# Plastic Heater/Bender and Mill Chip Shields



## jlmanatee (Nov 17, 2020)

I built this plastic heater/bender using a $7 toaster oven I picked up at Goodwill.  Powering it at line voltage (120vac) made it too hot.  So I purchased an import 2000 watt variac so I could control the voltage.  85vac seemed to be about right.  I've always wanted a variac, but a "real" one was always too expensive.  This Chinese import seems to be doing the trick, after taking it apart and verifying that it was safe to use.  The voltmeter is useless, but I verified voltage with a multimeter.  I have a VOM display unit on order that I'll add later.  The time-honored rule for hobbyists is that you can never complete a project without buying a new tool of some kind.  This is something wives never seem to understand.    
My first project was to make a set of chip shields for the SX3 mill.  Thanks to Frank Hoose for the idea.


----------



## Reddinr (Nov 18, 2020)

That is something I have wanted to make for a while now.  Thanks for the inspiration.  It also reminds me of high school shop class.  The instructor had us make some different tools for the shop as part of the class.  One was a plastic bender like above.  In that case, the major material choice was asbestos hardboard.  Yikes!


----------



## jlmanatee (Nov 18, 2020)

Speaking of asbestos, the contacts for the heating element on each end are a bit of a safety hazard.  Obviously due to the heat I can't use shrink tubing or electrical tape.  Can anyone suggest a good insulator material?  The toaster oven just depended upon isolation of the contacts inside the case to protect idiots like me from getting zapped.


----------



## Reddinr (Nov 18, 2020)

silicone sleeving or silicone/fiberglass sleeving.


----------
════════════════════
*Tasks to perform*:
**a)** In the forum thread on the plastic heater/bender, rewrite the passage that begins at the words "# Plastic Heater/Bender" and stops after "seem to understand.", renaming every "variac" as "autotransformer".
**b)** Answer the following about the forum thread on the plastic heater/bender:
(i) What voltage seemed about right for powering the heater?
(ii) What was the first project made with the heater/bender?
(iii) What material was suggested for insulating the heating element contacts?

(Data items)
════════════════════
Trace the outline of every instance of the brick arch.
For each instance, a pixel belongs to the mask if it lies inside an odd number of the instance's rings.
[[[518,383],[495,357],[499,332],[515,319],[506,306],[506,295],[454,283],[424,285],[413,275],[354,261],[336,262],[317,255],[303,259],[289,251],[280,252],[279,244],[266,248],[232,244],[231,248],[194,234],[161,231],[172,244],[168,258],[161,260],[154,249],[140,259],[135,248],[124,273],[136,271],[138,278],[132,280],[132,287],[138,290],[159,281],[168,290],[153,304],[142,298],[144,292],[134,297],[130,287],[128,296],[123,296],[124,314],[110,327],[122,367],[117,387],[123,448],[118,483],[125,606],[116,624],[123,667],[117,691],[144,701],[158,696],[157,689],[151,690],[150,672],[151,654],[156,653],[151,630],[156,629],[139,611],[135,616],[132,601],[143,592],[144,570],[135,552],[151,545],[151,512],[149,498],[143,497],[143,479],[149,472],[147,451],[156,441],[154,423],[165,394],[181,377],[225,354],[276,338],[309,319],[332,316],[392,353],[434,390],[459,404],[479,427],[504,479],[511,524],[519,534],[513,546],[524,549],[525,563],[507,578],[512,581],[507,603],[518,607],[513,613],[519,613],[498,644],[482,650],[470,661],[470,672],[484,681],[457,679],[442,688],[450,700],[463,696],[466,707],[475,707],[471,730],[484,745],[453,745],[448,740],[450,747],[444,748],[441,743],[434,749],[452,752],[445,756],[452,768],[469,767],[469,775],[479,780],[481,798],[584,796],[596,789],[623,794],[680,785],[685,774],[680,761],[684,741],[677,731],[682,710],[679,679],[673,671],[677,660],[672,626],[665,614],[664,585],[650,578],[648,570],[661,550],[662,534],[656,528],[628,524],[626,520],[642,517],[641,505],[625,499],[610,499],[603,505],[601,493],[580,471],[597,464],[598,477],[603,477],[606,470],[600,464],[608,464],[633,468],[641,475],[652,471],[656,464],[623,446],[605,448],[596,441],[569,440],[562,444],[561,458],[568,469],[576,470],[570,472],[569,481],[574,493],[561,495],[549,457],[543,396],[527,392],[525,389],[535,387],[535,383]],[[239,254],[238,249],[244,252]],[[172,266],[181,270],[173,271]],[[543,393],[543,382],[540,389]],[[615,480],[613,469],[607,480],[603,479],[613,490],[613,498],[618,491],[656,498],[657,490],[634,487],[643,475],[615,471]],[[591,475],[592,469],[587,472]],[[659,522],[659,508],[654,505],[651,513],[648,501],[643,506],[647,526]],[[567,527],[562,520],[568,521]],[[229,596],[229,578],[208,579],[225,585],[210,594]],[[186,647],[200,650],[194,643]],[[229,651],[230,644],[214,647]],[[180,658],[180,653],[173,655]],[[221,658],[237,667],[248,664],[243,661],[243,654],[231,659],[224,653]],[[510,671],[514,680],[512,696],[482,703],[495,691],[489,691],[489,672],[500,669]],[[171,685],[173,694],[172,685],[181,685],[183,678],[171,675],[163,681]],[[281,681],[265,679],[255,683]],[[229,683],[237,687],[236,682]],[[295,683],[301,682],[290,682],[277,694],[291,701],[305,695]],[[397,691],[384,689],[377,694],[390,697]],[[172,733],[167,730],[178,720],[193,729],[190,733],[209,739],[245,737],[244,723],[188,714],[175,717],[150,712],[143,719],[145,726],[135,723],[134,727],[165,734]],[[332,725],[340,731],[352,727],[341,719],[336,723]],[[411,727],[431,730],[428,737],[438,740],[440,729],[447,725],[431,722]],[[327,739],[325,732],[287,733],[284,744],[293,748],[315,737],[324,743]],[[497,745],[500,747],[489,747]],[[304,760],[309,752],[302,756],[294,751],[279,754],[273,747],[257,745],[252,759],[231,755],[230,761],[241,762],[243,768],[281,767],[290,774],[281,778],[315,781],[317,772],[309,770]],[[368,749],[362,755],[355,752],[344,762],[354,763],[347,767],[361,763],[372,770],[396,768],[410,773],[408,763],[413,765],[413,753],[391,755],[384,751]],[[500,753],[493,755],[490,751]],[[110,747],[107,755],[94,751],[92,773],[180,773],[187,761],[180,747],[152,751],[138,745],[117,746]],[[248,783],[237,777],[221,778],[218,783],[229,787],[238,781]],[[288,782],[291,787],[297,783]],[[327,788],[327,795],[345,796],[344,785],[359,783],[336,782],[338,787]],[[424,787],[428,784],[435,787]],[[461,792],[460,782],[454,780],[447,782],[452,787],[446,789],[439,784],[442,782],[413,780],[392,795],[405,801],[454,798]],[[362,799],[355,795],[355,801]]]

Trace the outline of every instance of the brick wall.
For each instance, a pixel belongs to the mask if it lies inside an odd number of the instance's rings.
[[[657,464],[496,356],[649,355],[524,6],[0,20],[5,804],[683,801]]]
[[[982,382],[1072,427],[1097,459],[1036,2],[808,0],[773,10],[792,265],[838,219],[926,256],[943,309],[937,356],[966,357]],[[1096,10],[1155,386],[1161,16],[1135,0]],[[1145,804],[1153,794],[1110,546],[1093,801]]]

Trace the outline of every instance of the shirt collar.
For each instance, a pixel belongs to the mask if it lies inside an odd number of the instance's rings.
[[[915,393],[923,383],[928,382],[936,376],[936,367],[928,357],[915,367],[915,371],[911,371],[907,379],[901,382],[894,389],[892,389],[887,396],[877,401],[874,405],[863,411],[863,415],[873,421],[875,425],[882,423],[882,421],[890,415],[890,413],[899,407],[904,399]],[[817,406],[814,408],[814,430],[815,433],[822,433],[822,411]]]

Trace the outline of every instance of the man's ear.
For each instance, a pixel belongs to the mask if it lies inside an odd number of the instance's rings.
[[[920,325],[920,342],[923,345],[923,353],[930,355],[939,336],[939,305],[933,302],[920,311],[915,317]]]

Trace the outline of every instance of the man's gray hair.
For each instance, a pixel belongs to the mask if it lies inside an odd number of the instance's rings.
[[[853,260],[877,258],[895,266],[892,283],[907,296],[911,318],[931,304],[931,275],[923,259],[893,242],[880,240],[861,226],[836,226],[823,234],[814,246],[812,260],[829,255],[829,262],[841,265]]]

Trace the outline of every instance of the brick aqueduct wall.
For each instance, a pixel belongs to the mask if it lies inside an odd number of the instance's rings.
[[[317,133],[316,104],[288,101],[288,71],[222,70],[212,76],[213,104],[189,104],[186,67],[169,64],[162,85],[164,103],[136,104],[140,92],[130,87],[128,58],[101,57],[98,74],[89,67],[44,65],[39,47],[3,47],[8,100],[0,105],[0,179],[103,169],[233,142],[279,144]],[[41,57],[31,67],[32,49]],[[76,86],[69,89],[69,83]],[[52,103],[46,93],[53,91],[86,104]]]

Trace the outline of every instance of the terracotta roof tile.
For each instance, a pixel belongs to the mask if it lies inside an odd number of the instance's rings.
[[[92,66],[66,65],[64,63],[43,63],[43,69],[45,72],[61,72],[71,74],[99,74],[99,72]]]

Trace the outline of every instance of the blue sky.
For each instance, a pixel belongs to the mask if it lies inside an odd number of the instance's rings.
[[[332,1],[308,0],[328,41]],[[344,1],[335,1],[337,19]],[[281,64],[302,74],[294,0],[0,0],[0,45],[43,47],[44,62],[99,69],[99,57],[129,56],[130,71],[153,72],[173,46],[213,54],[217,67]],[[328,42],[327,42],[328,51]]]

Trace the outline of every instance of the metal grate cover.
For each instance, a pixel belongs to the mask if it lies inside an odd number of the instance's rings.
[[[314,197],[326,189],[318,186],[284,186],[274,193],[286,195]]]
════════════════════
*Task-by-task solutions*:
**a)**
# Plastic Heater/Bender and Mill Chip Shields



## jlmanatee (Nov 17, 2020)

I built this plastic heater/bender using a $7 toaster oven I picked up at Goodwill.  Powering it at line voltage (120vac) made it too hot.  So I purchased an import 2000 watt autotransformer so I could control the voltage.  85vac seemed to be about right.  I've always wanted a autotransformer, but a "real" one was always too expensive.  This Chinese import seems to be doing the trick, after taking it apart and verifying that it was safe to use.  The voltmeter is useless, but I verified voltage with a multimeter.  I have a VOM display unit on order that I'll add later.  The time-honored rule for hobbyists is that you can never complete a project without buying a new tool of some kind.  This is something wives never seem to understand.

**b)**
(i) 85vac.
(ii) A set of chip shields for the SX3 mill.
(iii) Silicone sleeving or silicone/fiberglass sleeving.